# GIVEN PASSAGE:
=== Begin Enclosure ===

David Rudisha wins the 800m at the IAAF World Championships, Beijing 2015 (© Getty Images)
There was a time when the great David Rudisha pondered if he would ever return to past glories.
It was only 18 months on from that stunning night in London when the Kenyan struck Olympic gold in a world record time when he admitted he had plunged into what he termed, “a dark place.”
In October 2013, Rudisha had undergone key-hole surgery on his knee to fix a problem which had caused him to end his season prematurely; and two months on he was enduring difficult times.
“The injury was a bad moment for me,” recalled Rudisha. “I had the operation, then the knee was very painful and it became swollen. I began to run but even warming up was a bit of a problem. I couldn’t run for five minutes, I was in so much pain. That was the lowest moment. Sometimes in your mind, you think, will I ever come back again for a big competition?”
The road back has not been easy.
He has leaned heavily on his support team: his coach, Brother Colm O’Connell the famed Irish missionary, his athlete representative, James Templeton, and his family led by his wife, Elizabeth, whose due date for their second child was the day of the men’s 800m final.
Yet slowly the injury healed.
In early 2014, the Kenyan enjoyed “a good” period of rehabilitation in Germany but after returning to running in March last year, he had significantly lost some muscle in his leg and this, plus a lack of his old sharpness, impacted upon his form.
After a 12-month competitive break, he returned to action at the IAAF Diamond League meeting in Eugene in the early summer of last year but placed an unfamiliar seventh in 1:44.87.
It is a measure of the Olympic champion’s class that he then bounced back with Diamond League victories in New York and Glasgow but this was not quite yet the dominant Rudisha of old.
silver in Scotland
He went on to place fifth in Monaco and then had to settle for a silver medal at the Commonwealth Games in Glasgow behind a familiar adversary, London 2012 Olympic Games silver medallist Nijel Amos of Botswana.
The season was far from perfect but, like all great champions, he offered an honest appraisal of this year.
“It was tough coming back and having those defeats, it is like you have forgotten how to run,” explained Rudisha, who first struck world championships gold in 2011. “The 2013 and 2014 seasons were tough, those years were the down moments of my career. I had lost muscle in my leg so to win the Commonwealth silver medal was a big moment for me. Throughout, I believed in myself and I had the encouragement of others, which in both sport and life is very important.”
Rudisha returned to training and opened his year with a couple of outings in Australia – the homeland of Templeton – and was reasonably satisfied to win races in Sydney and Melbourne.

=== End Enclosure ===

# REQUIRED WORK:
(A) According to the article about David Rudisha, in what month and year did he undergo key-hole surgery on his knee?
(B) Reproduce from the article about David Rudisha the stretch from "The season was" through "Sydney and Melbourne.".

# RECORD SET:
=== Begin Enclosure ===

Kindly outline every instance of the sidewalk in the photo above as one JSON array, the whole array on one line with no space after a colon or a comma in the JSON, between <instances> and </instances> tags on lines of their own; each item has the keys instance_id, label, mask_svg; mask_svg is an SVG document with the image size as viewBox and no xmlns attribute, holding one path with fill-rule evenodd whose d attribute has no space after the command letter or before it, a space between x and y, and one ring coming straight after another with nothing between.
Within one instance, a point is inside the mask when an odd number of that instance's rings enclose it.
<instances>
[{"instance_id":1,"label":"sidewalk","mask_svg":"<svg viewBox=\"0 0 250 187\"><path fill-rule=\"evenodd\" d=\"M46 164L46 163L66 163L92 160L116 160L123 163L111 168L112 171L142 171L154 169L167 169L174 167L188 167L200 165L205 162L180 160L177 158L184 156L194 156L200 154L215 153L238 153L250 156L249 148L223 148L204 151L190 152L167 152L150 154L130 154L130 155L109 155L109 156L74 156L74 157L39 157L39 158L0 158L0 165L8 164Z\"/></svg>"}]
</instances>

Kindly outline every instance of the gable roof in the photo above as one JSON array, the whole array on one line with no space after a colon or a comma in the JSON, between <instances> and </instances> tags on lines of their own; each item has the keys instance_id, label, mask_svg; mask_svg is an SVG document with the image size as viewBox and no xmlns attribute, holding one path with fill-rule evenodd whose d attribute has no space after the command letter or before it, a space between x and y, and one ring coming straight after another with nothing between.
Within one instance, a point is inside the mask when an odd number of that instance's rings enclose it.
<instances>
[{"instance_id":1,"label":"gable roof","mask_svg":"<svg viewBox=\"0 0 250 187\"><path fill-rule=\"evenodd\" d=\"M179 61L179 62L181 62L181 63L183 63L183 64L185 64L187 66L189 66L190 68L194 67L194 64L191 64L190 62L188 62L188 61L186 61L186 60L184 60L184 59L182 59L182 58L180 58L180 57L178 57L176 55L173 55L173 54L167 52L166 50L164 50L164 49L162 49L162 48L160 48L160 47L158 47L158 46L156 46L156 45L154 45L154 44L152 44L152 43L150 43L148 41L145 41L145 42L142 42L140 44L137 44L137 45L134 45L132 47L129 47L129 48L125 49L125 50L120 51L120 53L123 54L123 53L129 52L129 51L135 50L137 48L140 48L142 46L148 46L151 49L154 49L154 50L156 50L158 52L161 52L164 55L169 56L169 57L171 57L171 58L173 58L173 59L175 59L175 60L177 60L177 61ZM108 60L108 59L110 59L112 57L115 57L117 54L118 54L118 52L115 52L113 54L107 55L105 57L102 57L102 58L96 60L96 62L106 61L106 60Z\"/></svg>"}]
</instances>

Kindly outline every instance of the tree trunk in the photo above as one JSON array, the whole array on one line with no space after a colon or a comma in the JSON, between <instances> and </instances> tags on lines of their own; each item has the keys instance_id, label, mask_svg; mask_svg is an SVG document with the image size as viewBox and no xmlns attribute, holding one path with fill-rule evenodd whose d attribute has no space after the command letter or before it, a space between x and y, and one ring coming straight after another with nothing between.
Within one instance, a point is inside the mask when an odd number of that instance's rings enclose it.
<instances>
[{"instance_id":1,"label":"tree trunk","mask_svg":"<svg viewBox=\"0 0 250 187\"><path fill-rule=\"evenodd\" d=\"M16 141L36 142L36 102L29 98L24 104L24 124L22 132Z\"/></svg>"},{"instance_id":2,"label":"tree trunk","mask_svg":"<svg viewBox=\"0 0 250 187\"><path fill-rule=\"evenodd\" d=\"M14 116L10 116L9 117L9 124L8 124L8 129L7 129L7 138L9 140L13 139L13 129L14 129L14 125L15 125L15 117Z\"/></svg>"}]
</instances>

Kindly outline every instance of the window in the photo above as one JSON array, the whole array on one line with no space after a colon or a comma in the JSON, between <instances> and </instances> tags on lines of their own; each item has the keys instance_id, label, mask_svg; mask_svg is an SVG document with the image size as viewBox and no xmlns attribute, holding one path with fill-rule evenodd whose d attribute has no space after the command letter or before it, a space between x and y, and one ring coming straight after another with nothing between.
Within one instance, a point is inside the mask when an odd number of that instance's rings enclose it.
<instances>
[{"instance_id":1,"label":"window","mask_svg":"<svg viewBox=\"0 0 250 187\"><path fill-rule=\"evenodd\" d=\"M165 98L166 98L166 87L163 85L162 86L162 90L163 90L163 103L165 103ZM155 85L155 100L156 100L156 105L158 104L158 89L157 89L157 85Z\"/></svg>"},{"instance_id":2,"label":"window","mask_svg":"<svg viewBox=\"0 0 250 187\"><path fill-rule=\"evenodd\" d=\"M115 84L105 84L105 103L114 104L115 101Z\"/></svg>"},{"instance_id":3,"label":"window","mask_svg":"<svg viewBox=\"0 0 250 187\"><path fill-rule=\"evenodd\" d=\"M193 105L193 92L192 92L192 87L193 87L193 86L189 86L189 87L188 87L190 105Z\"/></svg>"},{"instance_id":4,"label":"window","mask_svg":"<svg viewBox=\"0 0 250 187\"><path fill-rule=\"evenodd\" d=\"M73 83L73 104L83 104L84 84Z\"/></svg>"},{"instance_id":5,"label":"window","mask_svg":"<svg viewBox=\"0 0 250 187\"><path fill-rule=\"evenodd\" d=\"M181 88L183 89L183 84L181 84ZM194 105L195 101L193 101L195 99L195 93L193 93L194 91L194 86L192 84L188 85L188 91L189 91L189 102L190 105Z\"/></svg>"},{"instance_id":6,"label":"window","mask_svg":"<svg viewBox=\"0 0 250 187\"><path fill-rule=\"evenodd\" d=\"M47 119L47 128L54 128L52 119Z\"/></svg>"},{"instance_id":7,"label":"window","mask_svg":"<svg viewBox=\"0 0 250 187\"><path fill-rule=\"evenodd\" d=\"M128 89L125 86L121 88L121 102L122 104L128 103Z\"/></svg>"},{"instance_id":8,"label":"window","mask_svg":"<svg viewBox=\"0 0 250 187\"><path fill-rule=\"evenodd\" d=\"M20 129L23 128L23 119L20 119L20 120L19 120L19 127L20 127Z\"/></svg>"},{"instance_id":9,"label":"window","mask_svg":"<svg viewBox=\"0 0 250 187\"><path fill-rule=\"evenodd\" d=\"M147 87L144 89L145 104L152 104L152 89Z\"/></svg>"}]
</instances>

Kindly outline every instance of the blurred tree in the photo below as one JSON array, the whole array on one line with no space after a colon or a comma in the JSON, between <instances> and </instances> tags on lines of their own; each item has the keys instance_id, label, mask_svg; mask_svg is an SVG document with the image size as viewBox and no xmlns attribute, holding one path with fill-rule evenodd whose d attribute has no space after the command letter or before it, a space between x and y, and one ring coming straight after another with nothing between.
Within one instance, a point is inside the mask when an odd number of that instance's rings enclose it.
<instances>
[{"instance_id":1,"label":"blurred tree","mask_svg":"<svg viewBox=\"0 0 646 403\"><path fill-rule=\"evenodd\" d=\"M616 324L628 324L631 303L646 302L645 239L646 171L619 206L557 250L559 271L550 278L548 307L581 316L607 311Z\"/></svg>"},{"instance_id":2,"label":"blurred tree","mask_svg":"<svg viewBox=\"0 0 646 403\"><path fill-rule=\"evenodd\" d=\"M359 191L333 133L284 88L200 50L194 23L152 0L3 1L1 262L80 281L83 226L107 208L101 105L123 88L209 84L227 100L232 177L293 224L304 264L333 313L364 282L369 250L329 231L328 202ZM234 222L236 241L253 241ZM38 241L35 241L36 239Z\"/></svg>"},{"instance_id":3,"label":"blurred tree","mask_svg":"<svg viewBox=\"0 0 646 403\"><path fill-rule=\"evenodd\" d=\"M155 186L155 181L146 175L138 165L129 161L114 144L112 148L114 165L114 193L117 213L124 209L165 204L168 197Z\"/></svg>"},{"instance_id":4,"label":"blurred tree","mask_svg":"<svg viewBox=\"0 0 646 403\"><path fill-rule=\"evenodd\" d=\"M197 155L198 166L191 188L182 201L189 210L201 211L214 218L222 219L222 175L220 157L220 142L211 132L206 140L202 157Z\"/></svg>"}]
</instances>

=== End Enclosure ===

# ANSWERS TO THE EXERCISE:
(A) October 2013

(B)
The season was far from perfect but, like all great champions, he offered an honest appraisal of this year.
“It was tough coming back and having those defeats, it is like you have forgotten how to run,” explained Rudisha, who first struck world championships gold in 2011. “The 2013 and 2014 seasons were tough, those years were the down moments of my career. I had lost muscle in my leg so to win the Commonwealth silver medal was a big moment for me. Throughout, I believed in myself and I had the encouragement of others, which in both sport and life is very important.”
Rudisha returned to training and opened his year with a couple of outings in Australia – the homeland of Templeton – and was reasonably satisfied to win races in Sydney and Melbourne.